→ Point-per-instance localization data:
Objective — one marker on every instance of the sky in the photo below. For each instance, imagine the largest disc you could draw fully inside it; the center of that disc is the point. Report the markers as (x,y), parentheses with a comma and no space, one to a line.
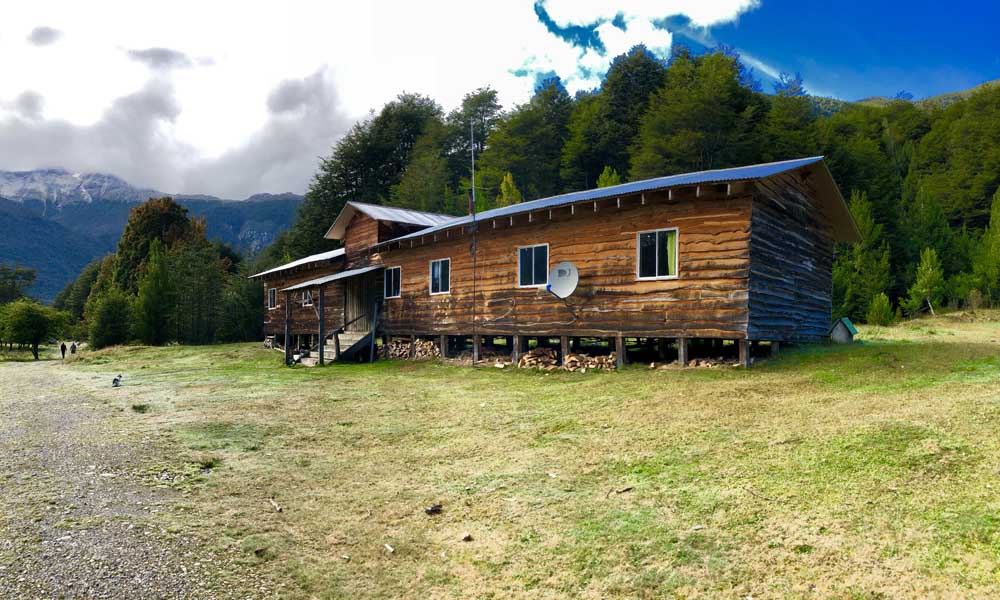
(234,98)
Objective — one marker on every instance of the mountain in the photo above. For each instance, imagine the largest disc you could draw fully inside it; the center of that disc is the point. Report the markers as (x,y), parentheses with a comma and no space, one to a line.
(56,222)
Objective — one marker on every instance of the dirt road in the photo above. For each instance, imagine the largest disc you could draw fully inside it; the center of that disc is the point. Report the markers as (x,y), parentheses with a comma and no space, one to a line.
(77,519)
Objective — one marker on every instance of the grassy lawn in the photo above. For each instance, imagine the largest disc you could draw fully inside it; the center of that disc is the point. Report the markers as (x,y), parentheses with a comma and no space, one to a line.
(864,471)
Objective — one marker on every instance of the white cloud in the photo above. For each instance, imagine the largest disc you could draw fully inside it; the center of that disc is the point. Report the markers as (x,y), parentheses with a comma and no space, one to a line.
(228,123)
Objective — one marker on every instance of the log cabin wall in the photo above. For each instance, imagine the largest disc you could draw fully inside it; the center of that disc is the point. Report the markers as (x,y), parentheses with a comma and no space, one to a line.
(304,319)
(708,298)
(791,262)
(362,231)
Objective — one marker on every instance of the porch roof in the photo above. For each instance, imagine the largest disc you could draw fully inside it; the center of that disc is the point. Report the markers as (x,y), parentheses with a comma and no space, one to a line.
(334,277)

→ TASK BRIEF:
Copy out all the data without changing anything, and drop the pictures.

→ EXPECTED OUTPUT:
Objective — one marker on every instance of the sky in the photo below. For each instance, imagine the largest disc you could draw fully inside it; the center of that disc is the point. Report the markers as (x,y), parentheses with a comma and no space, one to a line.
(234,98)
Objective — one marker on every instance of the mountain in the photo above. For each instance, imagine the largest disc you could draw fully inside it; the center of that disc is the point. Report the markers as (x,y), parentheses with a comma and no space, one to a line.
(56,222)
Objective — one marker on every instance of the dirt road in the photo above. For each instance, imagine the largest disc you could draw fully inside it; the center of that disc is the point. Report the markers as (x,y), parentheses with a comma and no space, one to a line.
(77,519)
Objective — one marker on every instance of the grassy lawn in the photo above. For each instance, imagine the largest disc you could draw fully inside it; the center of that disc is the point. Report the markers as (x,y), parentheses with a comma and no space, one to a line.
(864,471)
Objective — one marker on every instance of the white cloud in the photo above. For each instance, imagine the largest disc you could draw fully inside it; the center of that disc is the point. Report the markers as (x,y), parentheses with a comma and no space, one to a line.
(228,123)
Objective — one marker on every instance of the log cabin wall in the photo above. For each instance, imagine the largest disc you could draw fully inside it; the center of that disc is the point. Report the markers as (x,y), parentheses with a comma and no space, one to a line.
(304,319)
(708,298)
(791,262)
(362,231)
Objective — one marker on every instance of the porch roof in the photo above. For each instance, imagine the largest disc you could draw fully inside it; the center of that disc is the point. Report the markers as (x,y), parentheses with a comma and no space, one to a line.
(334,277)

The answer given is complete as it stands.